GIVEN PASSAGE |
************

UN will help consign poverty to history

By Nicholas Rosellini | China Daily | Updated: 2017-03-13 07:19

UN will help consign poverty to history

Children of She ethnic group sit in front of a monument that reads "China's No. 1 Poverty Relief Village" at Chixi Village, Panxi town, Fuding city in East China's Fujian province, Feb 14, 2016. The village has shaken off poverty thanks to assistance from Party and government officials at all levels over the past 30 years. [Photo/Xinhua]

An ambitious goal of China's 13th Five-Year Plan (2016-20), which entered its second year, is to eliminate extreme poverty by 2020. The progress is well on track, as 10 million people had been lifted out of poverty by the end of 2016. This success is very encouraging as it is an indication of China's continued contribution to global development goals.

The strategy consists of a variety of approaches, including ecological civilization, education, social protection and industrial development, all focusing on rural poverty. The strategy is making at least three important contributions to society.

************

PROBLEMS AND TASKS |
• A. Condense the paragraph beginning "An ambitious goal of China's 13th Five-Year Plan" from the poverty article into a short bulleted list that keeps its main facts.
• B. According to the poverty article, how many people had been lifted out of poverty by the end of 2016?

************

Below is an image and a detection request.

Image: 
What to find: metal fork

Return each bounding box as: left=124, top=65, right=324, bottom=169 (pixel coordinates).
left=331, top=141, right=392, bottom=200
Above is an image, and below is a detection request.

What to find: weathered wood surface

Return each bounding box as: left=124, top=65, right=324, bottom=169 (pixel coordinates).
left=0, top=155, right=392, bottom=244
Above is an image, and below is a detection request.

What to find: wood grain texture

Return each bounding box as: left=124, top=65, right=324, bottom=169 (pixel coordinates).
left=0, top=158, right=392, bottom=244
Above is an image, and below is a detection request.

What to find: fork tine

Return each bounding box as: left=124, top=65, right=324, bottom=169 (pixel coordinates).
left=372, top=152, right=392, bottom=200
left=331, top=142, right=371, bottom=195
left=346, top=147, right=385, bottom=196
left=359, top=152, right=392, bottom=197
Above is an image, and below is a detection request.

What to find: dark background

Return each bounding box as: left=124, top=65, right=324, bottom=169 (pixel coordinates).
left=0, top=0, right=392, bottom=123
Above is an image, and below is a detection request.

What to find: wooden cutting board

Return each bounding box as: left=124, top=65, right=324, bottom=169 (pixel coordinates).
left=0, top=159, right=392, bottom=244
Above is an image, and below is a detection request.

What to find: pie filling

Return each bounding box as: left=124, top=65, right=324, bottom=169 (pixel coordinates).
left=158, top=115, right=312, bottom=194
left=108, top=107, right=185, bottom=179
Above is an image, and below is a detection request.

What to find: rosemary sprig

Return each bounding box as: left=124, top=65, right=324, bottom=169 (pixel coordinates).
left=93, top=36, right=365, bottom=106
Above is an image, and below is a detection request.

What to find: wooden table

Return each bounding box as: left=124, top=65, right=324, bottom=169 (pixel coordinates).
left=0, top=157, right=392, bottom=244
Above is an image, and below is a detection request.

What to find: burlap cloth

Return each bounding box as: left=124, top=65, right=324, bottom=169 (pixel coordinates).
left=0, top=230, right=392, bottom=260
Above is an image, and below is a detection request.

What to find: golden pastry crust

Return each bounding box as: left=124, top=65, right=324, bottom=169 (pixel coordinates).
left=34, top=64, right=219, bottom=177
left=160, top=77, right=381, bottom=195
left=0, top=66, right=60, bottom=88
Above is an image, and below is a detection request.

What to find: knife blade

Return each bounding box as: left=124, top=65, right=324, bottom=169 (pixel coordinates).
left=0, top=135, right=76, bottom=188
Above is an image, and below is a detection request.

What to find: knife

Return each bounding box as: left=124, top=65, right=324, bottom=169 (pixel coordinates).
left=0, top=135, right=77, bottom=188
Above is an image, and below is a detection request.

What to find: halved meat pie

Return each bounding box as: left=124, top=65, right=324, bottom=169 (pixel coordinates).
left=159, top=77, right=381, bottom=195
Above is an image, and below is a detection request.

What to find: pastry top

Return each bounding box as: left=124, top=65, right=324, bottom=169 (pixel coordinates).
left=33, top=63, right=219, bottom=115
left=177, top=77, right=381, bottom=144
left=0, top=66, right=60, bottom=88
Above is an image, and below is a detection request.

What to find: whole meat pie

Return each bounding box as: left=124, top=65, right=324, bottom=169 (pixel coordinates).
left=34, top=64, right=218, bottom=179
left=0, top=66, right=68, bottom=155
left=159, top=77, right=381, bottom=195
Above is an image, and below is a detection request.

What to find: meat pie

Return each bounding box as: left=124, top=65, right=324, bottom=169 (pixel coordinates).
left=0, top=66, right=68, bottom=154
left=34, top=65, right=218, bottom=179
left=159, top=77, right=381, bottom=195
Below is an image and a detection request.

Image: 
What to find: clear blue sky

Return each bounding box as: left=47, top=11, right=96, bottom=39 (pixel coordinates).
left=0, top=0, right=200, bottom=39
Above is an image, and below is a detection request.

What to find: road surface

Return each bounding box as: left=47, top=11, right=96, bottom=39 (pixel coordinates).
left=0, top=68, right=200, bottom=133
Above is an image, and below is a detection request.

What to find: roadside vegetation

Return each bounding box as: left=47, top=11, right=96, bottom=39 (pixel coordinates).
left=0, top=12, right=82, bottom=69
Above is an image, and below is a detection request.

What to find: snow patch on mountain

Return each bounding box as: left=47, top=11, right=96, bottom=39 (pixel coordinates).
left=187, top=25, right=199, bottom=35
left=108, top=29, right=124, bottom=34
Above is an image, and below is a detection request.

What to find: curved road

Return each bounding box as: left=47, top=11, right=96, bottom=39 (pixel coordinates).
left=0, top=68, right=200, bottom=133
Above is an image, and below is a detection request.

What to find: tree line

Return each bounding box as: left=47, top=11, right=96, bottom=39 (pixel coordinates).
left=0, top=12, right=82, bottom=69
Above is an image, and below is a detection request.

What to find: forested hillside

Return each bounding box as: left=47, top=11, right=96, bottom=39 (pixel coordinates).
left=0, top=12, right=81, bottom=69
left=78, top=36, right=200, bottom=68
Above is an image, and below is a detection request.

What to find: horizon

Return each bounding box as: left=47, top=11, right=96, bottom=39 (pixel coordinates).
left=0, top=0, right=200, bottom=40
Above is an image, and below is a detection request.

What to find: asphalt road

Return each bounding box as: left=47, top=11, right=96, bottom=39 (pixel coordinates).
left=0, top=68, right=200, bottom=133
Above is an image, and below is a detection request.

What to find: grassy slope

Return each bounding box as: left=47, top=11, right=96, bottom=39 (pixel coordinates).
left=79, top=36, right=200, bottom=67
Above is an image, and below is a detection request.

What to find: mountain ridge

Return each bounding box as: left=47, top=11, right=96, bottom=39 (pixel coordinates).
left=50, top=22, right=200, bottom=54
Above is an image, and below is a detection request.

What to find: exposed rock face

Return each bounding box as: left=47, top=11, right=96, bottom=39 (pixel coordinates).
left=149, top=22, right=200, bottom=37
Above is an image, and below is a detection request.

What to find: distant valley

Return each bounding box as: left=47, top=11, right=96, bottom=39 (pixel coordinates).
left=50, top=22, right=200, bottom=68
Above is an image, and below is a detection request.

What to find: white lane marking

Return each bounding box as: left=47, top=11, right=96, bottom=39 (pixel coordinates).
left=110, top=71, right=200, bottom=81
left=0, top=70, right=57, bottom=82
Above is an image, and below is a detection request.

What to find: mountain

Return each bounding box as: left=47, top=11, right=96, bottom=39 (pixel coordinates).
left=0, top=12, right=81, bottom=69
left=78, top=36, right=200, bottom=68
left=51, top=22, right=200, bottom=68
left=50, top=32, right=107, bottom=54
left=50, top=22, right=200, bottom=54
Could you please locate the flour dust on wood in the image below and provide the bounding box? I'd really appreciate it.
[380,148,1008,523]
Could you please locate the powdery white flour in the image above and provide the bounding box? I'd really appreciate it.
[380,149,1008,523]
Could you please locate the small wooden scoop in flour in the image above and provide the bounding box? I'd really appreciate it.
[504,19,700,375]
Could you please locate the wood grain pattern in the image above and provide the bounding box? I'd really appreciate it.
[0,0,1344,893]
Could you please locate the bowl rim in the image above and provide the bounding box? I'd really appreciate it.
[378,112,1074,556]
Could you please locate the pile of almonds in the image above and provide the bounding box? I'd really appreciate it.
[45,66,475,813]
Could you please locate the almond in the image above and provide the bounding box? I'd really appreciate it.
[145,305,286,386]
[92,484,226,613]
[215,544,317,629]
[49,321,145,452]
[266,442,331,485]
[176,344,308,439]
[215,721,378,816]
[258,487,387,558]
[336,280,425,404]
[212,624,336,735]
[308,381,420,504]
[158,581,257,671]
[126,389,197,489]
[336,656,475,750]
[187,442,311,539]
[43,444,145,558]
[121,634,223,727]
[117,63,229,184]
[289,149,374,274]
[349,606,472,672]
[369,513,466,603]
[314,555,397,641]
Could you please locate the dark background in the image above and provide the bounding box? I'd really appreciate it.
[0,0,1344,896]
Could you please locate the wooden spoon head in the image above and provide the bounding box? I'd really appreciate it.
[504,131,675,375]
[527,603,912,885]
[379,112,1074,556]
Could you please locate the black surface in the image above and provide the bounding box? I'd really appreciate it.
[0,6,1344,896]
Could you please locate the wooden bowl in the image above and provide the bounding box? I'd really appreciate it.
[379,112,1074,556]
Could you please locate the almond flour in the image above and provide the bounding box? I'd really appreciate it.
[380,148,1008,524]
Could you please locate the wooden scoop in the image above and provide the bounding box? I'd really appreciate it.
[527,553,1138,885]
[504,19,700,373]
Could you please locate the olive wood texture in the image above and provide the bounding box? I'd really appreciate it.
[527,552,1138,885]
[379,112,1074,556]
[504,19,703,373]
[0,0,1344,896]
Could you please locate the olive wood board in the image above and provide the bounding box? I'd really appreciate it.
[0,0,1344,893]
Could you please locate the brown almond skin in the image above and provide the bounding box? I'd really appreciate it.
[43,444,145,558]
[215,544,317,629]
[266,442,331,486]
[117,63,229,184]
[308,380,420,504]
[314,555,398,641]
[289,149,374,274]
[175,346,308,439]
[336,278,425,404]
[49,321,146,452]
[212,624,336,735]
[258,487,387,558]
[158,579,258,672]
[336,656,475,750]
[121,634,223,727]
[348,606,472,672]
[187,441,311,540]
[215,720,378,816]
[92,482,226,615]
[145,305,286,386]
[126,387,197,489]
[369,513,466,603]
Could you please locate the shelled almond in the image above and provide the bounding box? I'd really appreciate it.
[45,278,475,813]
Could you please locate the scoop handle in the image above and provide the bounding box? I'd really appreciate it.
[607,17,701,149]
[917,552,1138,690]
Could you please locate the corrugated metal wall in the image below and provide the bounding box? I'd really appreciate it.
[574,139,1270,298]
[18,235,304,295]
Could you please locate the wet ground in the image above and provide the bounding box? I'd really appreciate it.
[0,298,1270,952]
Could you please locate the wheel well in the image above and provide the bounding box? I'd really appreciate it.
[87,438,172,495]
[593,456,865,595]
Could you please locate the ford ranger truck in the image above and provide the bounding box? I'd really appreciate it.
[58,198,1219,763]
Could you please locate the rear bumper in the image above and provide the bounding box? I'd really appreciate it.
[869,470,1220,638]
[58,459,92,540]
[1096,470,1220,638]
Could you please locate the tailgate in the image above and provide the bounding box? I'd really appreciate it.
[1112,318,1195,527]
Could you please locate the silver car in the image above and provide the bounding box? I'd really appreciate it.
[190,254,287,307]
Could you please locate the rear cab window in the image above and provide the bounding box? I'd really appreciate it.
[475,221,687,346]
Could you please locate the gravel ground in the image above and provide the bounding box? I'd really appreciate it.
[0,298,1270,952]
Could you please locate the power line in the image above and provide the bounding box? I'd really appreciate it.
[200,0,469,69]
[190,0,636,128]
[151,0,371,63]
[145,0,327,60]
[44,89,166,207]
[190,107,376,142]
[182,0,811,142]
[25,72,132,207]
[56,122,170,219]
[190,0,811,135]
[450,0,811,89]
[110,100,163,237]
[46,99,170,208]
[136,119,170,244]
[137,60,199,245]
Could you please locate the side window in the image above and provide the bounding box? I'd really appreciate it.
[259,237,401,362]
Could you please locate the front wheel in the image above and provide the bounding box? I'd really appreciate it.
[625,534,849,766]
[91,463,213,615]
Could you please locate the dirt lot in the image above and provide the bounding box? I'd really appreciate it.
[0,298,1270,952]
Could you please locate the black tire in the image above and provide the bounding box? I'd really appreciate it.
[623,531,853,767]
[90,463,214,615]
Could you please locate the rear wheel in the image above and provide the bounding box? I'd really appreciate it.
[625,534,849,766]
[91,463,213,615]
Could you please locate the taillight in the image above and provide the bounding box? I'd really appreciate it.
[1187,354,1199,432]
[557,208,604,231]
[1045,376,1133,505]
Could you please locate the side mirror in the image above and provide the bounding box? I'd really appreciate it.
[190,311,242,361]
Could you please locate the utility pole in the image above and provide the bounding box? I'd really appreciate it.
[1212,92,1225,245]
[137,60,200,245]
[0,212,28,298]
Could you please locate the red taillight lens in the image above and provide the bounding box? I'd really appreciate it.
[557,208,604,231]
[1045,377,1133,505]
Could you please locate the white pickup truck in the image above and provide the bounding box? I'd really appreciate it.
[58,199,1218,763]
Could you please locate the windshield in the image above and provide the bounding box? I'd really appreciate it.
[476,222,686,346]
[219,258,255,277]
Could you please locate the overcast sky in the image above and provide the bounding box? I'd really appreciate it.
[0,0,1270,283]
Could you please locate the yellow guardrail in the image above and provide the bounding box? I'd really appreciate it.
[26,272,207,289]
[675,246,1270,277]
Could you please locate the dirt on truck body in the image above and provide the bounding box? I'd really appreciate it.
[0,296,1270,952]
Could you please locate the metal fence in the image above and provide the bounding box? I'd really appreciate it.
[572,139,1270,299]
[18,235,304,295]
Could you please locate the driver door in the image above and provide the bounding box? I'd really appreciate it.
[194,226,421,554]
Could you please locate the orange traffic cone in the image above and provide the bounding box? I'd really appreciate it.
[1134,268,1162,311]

************

ANSWERS TO THE PROBLEMS |
• A.
- Goal of China's 13th Five-Year Plan (2016-20), now in its second year: eliminate extreme poverty by 2020.
- Progress is on track: 10 million people were lifted out of poverty by the end of 2016.
- This success signals China's continued contribution to global development goals.

• B. 10 million people.